__Extracted material__:
***
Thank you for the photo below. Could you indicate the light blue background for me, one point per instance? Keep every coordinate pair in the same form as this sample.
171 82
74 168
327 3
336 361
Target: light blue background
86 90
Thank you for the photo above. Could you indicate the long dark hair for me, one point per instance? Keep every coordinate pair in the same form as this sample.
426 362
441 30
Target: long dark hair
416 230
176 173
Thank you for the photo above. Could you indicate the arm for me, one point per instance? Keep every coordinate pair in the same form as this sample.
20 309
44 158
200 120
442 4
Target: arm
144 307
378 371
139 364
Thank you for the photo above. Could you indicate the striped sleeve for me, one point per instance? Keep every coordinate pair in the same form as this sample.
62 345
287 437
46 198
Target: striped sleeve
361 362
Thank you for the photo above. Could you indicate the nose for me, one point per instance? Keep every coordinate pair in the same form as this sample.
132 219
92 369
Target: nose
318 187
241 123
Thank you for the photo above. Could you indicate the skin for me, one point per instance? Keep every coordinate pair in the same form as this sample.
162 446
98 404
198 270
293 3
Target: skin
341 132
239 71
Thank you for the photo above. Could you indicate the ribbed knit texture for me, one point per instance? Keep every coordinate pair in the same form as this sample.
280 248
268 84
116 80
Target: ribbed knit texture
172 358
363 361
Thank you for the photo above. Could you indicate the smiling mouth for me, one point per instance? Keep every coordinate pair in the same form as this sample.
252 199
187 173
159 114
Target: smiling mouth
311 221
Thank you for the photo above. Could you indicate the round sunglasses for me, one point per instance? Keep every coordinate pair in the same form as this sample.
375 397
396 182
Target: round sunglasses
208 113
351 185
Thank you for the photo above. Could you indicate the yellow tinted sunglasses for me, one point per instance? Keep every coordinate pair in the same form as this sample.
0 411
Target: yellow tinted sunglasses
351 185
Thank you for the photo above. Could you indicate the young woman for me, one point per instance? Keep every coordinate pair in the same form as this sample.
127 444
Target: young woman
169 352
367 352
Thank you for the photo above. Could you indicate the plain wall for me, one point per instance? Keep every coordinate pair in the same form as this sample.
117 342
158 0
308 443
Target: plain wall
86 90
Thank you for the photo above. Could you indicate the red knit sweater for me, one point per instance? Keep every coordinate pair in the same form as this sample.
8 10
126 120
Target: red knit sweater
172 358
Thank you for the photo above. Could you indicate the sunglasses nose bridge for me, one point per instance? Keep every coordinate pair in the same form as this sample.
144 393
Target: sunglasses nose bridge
***
__What you have to do__: Repeat the lines above exactly.

__Answer below__:
Thank you for the photo below. Could you indicate the light blue background for me, one point per instance? Keep every coordinate pair in the same form as this sample.
171 82
74 168
327 3
336 361
Target: light blue background
86 90
Thank you for the photo above. Could you indicate the long dark hair for me, one point per instance? Keep every coordinate pair in the same form as this sample.
426 362
441 30
Target: long dark hair
416 230
176 173
Thank you for the photo above. Could you indicate the arm for me, one point per instance? Keep every coordinate pair in the same form as this sample.
20 309
44 158
200 120
442 4
Target: arm
144 307
378 371
139 364
Thank you for the photo above. Could you indicate the striped sleeve for me, one point per instance? Keep every coordinate pair in the same form as this sample.
62 345
287 437
46 198
Target: striped sleeve
361 362
Thank you for the photo above. Could you indicate the nose for me, one point per instance? Keep every coordinate pair in the same form as this sample.
132 219
92 369
Target: nose
318 187
241 123
Thank you for the photo above. Could you indicate the skin for me, one point per instance? Keep every coordinate pair in the same form as this sample.
162 446
98 404
198 270
293 3
Target: skin
341 132
239 71
Thank you for the photo above. Could you indicate the ribbed knit texture for me, one point per instance? Keep every coordinate pair in the same form as this sample.
280 248
268 84
116 80
Target: ribbed knit texture
172 358
363 361
Thank you for the photo above. Could you indicate the smiling mouth for me, one point per instance? Keep every coordinate pair in the same form as this sample.
252 199
187 173
159 114
Target: smiling mouth
311 221
Thank you for the photo above. Could you indicate the round sunglasses for me, one point per instance? Keep every coordinate pair in the same form as this sample.
375 397
396 182
Target: round sunglasses
208 113
351 185
Thank you for the photo above. Could you indicate the yellow tinted sunglasses for me, one point per instance? Keep every coordinate pair in the same form as this sample.
0 411
Target: yellow tinted sunglasses
351 185
Thank you for the photo above. Could you indicate the young woman for me, one point per instance? Keep every coordinate pair in the same form as this sample.
127 444
Target: young woman
169 352
367 352
Thank you for the photo above. Could you indicate the plain wall for me, one point per instance? Keep every coordinate pair in the same form as this sample.
117 342
158 0
308 443
Target: plain wall
86 90
Thank you for the photo above. Could you indicate the red knit sweater for me, one point per instance? Keep every coordinate pair in the same form as this sample.
8 10
126 120
Target: red knit sweater
172 358
Thank you for the photo above. Could you indicate the sunglasses nose bridge for me, one point per instance? Keep every coordinate pair in the same form as this sample.
144 393
Target: sunglasses nose bridge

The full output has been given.